What you are asked to do: Could you reproduce the material word for word, starting with the line that contains "the cabinet door" and going on through the line that contains "column 265, row 332", with both of those lines included and nothing else?

───── Material for the task ─────

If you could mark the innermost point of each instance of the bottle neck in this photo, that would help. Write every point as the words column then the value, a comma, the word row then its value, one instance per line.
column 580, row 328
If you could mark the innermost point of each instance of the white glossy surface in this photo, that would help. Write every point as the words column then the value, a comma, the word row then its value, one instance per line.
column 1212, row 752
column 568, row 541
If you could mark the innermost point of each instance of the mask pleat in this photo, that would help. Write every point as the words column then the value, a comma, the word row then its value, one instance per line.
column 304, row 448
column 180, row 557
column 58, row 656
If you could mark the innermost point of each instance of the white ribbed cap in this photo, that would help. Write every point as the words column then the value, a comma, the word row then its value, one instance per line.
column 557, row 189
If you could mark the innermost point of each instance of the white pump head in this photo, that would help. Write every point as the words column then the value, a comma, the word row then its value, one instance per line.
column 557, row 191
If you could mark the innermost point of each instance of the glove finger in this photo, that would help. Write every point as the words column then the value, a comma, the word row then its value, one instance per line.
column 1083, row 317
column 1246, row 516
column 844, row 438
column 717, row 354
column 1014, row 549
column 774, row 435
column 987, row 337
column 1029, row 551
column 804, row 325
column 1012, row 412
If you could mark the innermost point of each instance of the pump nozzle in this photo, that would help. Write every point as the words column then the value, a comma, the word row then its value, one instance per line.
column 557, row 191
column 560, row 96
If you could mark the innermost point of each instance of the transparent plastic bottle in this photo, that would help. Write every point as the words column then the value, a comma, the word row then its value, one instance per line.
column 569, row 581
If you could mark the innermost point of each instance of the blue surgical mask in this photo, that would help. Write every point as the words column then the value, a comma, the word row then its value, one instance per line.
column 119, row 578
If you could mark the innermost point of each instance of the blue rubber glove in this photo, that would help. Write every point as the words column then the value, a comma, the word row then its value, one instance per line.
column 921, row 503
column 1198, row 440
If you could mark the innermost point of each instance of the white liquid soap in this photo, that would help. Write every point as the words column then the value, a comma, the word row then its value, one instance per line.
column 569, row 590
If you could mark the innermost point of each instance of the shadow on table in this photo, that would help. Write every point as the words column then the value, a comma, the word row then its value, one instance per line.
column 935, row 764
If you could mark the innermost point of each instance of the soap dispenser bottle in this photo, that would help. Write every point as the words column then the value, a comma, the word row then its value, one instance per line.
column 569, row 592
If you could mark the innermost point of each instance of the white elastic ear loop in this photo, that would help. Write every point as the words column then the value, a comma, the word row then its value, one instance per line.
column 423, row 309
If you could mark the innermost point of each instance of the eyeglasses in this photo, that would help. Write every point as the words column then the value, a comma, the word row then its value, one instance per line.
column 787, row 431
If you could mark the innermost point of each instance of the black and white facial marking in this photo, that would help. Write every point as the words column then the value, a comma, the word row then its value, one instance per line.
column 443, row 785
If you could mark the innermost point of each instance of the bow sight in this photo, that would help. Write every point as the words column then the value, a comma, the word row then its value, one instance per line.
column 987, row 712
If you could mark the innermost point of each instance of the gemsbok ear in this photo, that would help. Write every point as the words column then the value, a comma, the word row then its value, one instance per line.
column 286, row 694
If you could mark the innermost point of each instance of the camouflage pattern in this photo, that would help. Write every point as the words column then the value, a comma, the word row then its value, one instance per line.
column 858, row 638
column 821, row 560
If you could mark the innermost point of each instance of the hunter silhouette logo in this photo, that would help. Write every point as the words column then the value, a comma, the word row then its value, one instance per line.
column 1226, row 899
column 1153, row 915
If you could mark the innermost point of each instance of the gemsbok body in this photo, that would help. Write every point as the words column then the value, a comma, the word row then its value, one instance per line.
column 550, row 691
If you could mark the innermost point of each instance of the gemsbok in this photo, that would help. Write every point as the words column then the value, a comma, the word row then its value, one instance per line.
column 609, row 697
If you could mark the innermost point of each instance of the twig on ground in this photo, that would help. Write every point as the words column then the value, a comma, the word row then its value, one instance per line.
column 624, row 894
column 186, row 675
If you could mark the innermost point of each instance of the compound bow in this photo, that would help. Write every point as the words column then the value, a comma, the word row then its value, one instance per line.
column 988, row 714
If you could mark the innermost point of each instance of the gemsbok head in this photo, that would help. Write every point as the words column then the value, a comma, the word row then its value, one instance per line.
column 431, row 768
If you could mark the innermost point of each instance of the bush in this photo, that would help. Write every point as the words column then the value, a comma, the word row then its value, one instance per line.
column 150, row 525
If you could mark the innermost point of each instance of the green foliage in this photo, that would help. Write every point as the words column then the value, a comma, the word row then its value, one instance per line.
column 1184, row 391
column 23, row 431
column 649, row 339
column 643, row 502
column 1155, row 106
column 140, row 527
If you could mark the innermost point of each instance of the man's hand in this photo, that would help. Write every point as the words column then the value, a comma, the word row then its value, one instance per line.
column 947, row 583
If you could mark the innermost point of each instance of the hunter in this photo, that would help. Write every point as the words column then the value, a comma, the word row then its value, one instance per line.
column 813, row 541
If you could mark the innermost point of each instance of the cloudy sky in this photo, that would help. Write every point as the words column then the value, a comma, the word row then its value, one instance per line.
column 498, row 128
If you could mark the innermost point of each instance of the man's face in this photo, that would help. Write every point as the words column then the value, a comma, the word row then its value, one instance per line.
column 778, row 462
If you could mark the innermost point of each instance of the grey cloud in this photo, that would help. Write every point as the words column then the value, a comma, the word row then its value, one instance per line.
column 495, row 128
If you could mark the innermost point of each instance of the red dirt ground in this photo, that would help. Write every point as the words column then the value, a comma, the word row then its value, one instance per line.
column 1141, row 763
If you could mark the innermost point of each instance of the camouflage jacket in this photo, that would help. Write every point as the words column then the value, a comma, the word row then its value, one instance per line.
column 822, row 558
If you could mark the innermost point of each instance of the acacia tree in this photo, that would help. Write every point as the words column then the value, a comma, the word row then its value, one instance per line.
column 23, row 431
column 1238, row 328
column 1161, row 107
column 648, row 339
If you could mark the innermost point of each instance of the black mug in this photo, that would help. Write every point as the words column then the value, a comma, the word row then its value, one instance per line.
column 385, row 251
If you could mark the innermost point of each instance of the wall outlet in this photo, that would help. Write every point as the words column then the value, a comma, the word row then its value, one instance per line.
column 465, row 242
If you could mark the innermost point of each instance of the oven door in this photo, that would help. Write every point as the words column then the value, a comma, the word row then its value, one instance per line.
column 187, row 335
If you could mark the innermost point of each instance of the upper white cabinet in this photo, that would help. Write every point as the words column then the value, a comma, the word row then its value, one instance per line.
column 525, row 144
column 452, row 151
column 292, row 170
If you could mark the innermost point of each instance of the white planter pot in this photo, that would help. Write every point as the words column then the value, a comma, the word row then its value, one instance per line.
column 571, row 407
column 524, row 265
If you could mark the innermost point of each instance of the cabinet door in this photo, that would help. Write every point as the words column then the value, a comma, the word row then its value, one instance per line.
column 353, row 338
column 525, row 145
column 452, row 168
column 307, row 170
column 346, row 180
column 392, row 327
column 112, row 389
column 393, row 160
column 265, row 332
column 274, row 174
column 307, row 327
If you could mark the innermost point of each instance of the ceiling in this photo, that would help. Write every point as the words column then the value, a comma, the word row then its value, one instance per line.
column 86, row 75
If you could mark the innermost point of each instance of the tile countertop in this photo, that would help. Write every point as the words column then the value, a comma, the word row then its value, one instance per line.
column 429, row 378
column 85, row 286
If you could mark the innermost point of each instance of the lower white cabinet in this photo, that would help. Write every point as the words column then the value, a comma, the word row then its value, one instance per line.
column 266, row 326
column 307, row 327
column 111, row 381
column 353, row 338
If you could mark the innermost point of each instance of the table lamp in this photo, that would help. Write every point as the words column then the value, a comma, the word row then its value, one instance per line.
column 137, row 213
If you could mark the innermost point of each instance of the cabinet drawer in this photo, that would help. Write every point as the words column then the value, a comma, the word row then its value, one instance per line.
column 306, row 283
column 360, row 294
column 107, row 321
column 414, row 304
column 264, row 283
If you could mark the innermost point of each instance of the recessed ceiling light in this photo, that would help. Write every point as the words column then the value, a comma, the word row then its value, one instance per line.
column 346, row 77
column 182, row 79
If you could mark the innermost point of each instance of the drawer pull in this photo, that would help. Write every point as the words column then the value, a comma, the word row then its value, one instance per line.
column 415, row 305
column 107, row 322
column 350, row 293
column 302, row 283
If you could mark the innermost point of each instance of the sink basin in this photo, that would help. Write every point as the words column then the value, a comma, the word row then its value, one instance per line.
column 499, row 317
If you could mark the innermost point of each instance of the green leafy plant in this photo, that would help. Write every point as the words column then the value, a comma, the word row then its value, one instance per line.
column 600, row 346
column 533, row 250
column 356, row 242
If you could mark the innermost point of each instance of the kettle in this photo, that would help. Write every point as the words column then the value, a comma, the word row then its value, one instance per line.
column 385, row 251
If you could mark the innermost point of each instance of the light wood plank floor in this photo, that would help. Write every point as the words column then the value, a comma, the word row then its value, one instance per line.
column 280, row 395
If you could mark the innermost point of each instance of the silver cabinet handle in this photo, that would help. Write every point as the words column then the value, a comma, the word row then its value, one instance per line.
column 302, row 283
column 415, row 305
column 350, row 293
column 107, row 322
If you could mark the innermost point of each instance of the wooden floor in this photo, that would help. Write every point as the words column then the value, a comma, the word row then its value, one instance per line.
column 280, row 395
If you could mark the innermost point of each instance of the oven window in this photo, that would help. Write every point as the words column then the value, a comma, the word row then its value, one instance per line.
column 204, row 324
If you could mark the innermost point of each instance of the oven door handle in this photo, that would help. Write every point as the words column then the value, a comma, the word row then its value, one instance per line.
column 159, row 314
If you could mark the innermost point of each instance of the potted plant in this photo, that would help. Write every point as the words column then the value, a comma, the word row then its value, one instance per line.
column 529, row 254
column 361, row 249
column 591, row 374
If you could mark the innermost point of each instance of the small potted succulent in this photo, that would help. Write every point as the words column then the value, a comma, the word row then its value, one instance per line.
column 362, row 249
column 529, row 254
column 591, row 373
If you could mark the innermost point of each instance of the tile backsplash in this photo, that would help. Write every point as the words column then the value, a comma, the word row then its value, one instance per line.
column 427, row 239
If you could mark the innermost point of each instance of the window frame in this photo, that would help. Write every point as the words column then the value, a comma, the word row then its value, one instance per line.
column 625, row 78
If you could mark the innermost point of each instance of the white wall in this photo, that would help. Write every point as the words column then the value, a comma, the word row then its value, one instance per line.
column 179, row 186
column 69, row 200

─────

Output of the exercise:
If you could mark the innermost point of each instance of the cabinet door in this photo, that would help. Write every point as the words column then the value, a comma, the word row then its value, one instance per line.
column 353, row 338
column 525, row 145
column 452, row 168
column 307, row 170
column 346, row 180
column 392, row 327
column 112, row 389
column 393, row 160
column 265, row 332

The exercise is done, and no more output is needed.